> SUPPLIED DATA:

☆ ☆ ☆ ☆

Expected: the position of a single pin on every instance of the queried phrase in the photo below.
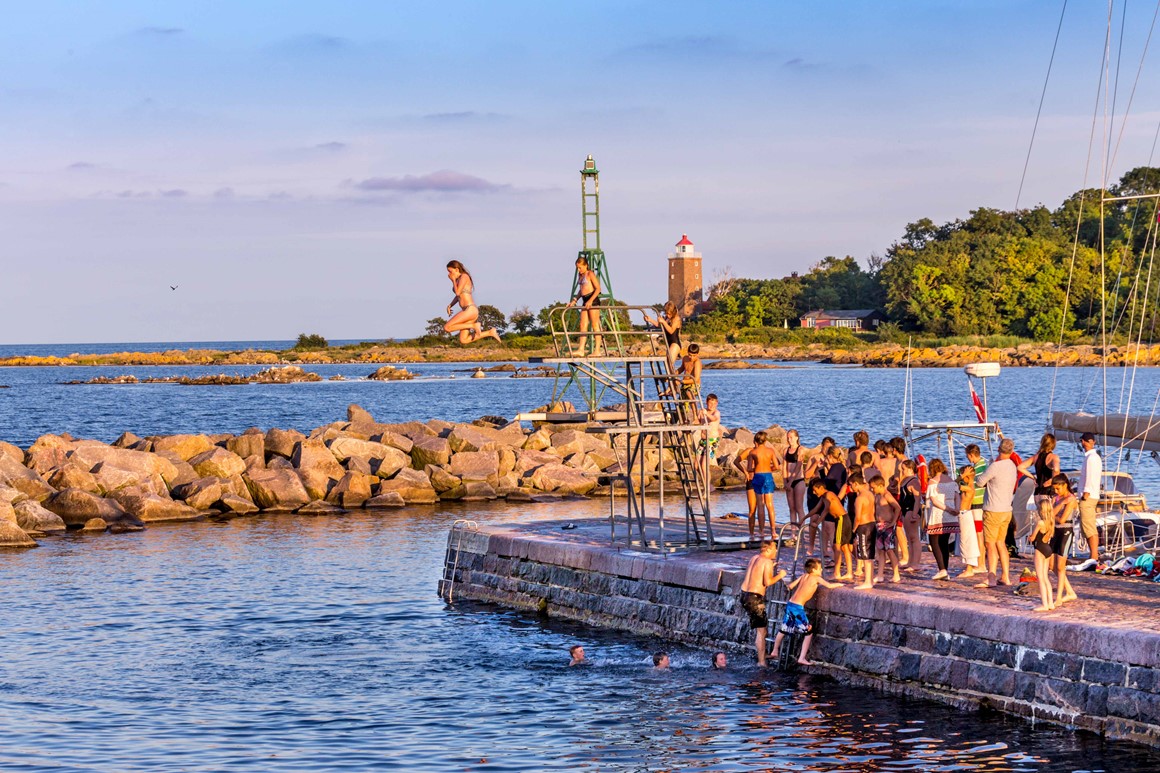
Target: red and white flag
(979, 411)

☆ ☆ ☆ ☆

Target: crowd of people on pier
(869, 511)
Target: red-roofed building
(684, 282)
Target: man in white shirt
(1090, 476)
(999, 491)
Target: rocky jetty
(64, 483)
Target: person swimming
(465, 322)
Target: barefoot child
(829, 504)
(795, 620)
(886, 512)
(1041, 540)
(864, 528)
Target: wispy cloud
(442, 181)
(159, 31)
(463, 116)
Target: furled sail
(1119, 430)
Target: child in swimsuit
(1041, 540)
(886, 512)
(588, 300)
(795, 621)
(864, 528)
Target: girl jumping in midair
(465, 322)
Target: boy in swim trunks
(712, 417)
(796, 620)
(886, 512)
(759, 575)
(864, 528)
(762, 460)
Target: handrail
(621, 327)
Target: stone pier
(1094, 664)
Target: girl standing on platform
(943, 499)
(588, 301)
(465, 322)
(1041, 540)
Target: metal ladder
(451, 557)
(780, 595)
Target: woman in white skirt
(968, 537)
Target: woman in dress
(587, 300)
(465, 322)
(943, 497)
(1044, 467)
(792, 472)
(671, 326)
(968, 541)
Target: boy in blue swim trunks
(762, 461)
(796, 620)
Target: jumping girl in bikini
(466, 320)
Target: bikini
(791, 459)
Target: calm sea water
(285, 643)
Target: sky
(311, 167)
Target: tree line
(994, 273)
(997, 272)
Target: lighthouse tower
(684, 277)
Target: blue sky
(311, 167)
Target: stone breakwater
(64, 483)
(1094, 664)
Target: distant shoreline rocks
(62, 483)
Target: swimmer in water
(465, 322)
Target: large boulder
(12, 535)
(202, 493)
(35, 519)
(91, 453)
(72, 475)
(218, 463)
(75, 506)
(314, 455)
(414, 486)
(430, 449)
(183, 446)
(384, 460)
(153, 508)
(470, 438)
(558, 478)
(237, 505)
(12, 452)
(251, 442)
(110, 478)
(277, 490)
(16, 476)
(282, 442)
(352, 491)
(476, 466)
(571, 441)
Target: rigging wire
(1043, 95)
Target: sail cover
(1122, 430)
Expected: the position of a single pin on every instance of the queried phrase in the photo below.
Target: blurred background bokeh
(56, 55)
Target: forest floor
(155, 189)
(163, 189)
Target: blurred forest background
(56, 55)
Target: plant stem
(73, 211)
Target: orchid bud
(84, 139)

☆ ☆ ☆ ☆

> WHAT THE TASK REQUIRES: Please list each line in the items above that contains the word "background".

> RESULT OF THIS EXERCISE:
Target: blurred background bokeh
Target: blurred forest background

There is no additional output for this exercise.